Obiettivo dell'esercizio:
Restituisci ogni riga delle voci qui sotto che contiene la parola "above". Le maiuscole e le minuscole contano.

Dati registrati:

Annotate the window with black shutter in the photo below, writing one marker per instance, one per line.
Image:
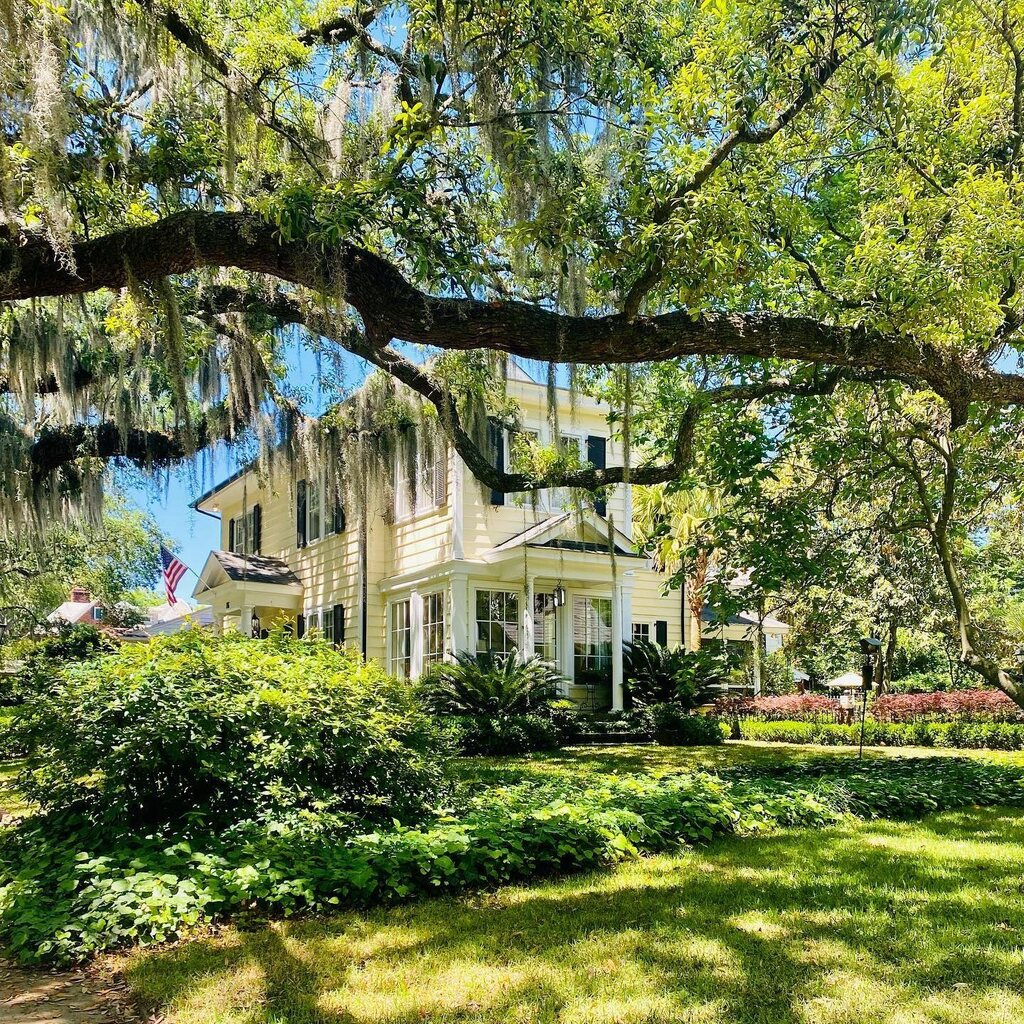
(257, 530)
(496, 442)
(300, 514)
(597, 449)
...
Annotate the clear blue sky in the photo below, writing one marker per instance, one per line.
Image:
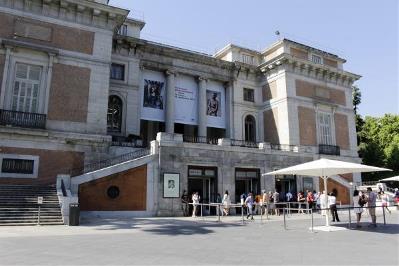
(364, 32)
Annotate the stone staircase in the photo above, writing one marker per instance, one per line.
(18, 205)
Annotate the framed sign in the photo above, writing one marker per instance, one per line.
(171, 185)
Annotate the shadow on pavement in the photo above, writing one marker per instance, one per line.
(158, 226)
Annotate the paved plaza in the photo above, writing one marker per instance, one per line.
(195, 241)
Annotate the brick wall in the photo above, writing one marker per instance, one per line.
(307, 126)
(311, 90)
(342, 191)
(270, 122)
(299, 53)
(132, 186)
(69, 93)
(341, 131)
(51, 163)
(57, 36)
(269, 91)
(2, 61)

Risposta:
Annotate the stone staircase in the photo above, writing one marker per instance, one per line.
Annotate the framed sign in the photo above, writing one marker per instance, one per line.
Annotate the shadow on pavement in the photo above, writing one marker per instance, one per line.
Annotate the paved plaza in the photo above, writing one marker per instance, one per line.
Annotate the brick wall in the photo above, writing one marker per instance, one per line.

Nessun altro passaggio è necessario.